--- Aim ---
Retype exactly the lines that run from the line with "the pine tree?" to the final line of the entries, keeping both ends and nothing else.

--- Information given ---
-------

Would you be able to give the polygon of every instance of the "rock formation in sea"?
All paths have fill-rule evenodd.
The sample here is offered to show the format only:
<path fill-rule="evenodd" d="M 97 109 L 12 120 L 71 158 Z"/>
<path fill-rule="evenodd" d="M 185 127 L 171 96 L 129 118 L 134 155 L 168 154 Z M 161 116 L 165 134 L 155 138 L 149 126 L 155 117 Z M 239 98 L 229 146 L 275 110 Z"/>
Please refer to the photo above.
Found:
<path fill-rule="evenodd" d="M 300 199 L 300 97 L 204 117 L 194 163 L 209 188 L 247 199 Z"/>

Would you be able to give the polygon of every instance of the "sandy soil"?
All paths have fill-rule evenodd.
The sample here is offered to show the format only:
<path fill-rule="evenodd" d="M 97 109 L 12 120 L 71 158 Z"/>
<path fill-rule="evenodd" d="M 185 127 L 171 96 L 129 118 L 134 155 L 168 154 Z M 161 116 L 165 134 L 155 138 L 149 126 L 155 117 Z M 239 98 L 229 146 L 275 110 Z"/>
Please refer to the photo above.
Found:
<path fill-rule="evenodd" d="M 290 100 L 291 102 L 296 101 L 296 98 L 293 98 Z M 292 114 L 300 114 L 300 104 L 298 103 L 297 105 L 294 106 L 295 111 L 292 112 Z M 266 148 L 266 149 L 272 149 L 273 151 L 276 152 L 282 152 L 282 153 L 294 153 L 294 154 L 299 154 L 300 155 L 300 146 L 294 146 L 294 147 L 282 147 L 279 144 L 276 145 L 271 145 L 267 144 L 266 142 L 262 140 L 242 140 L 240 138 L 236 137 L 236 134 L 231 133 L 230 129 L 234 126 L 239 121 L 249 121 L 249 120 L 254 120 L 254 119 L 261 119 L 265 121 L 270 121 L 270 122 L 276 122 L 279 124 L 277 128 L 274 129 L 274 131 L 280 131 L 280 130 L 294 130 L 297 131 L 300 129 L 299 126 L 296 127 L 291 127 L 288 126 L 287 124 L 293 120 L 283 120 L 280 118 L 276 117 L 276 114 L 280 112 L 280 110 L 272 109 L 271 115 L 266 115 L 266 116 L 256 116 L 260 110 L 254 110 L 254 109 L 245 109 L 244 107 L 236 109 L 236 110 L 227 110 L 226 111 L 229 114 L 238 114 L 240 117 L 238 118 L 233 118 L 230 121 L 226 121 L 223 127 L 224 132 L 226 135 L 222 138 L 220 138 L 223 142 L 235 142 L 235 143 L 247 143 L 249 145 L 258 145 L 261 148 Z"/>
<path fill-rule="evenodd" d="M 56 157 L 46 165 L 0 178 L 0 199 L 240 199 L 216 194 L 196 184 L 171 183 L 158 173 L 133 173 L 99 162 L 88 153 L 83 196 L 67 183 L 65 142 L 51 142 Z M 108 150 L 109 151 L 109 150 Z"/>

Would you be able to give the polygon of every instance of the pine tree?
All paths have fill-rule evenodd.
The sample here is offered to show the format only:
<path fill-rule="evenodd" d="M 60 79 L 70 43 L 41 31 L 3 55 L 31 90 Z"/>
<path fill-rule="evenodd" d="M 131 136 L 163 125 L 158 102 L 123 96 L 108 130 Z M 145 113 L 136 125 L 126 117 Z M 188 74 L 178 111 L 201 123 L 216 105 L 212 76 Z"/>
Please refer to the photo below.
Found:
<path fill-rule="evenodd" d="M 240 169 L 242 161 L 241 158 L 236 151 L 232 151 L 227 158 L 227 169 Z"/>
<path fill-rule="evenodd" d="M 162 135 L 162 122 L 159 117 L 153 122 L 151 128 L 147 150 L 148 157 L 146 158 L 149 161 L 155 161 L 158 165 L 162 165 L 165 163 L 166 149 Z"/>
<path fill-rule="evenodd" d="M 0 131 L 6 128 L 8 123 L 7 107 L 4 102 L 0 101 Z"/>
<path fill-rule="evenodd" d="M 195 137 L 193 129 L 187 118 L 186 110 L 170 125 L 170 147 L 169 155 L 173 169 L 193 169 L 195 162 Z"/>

-------

--- Expected answer ---
Would you be able to give the polygon of every instance of the pine tree?
All paths have fill-rule evenodd.
The sample here is offered to show the format only:
<path fill-rule="evenodd" d="M 60 79 L 70 43 L 41 31 L 3 55 L 31 90 Z"/>
<path fill-rule="evenodd" d="M 131 136 L 163 125 L 158 102 L 123 96 L 108 130 Z M 145 113 L 136 125 L 126 117 Z M 188 74 L 178 111 L 201 123 L 216 105 L 212 76 Z"/>
Please refer to the photo below.
Found:
<path fill-rule="evenodd" d="M 240 169 L 242 161 L 241 158 L 236 151 L 232 151 L 227 158 L 227 169 Z"/>
<path fill-rule="evenodd" d="M 162 135 L 162 122 L 159 117 L 153 122 L 151 128 L 147 150 L 148 157 L 146 158 L 149 161 L 155 161 L 158 165 L 162 165 L 165 163 L 166 149 Z"/>
<path fill-rule="evenodd" d="M 0 131 L 6 128 L 8 123 L 7 107 L 4 102 L 0 101 Z"/>
<path fill-rule="evenodd" d="M 195 137 L 193 129 L 187 118 L 186 110 L 170 125 L 170 147 L 169 155 L 173 169 L 193 169 L 195 162 Z"/>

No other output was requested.